- _WHAT YOU ARE ASKED TO DO_
Extract these lines word for word, without the pictures.

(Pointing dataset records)
[start]
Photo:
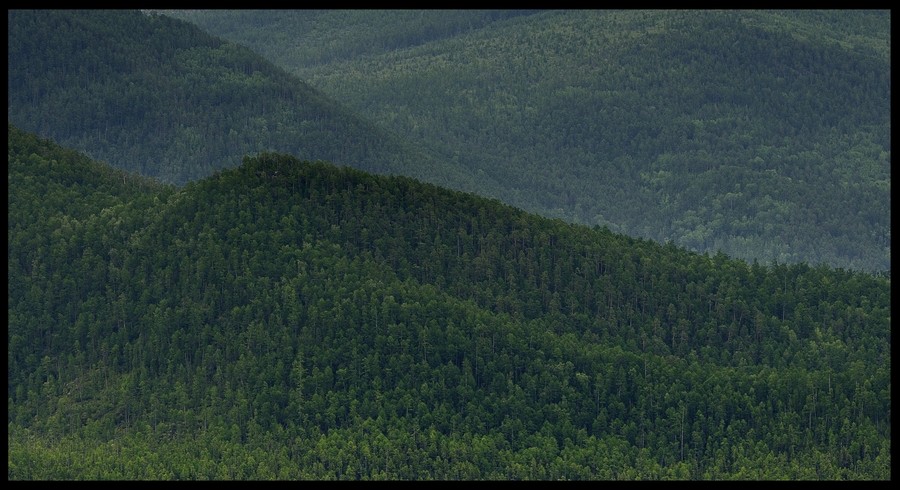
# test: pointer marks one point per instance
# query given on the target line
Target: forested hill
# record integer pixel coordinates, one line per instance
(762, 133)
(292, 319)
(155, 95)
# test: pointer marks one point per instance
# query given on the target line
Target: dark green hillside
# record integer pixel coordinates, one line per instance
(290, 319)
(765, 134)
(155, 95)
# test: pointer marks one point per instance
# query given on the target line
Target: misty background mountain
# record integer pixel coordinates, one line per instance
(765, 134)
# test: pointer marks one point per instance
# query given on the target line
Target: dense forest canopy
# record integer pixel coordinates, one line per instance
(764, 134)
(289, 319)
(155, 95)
[end]
- _RESULT FOR THIS TASK_
Photo:
# test: pointer marks one point per instance
# query given on the target line
Target: forested hill
# record integer pixel coordinates, one line per instance
(762, 133)
(292, 319)
(155, 95)
# test: pointer marks one point per instance
# query given on the target line
Target: dark green hillside
# record integer pixel coordinates, one line per instance
(290, 319)
(765, 134)
(155, 95)
# test: pointer marks one point per instance
# query given on the target line
Target: misty background mountain
# record integer pixel coordinates, one line per instance
(765, 134)
# test: pointer marks one point per instance
# query given on the target line
Target: dense forest canopy
# record integer pixel coordinates, one line per instance
(764, 134)
(289, 319)
(155, 95)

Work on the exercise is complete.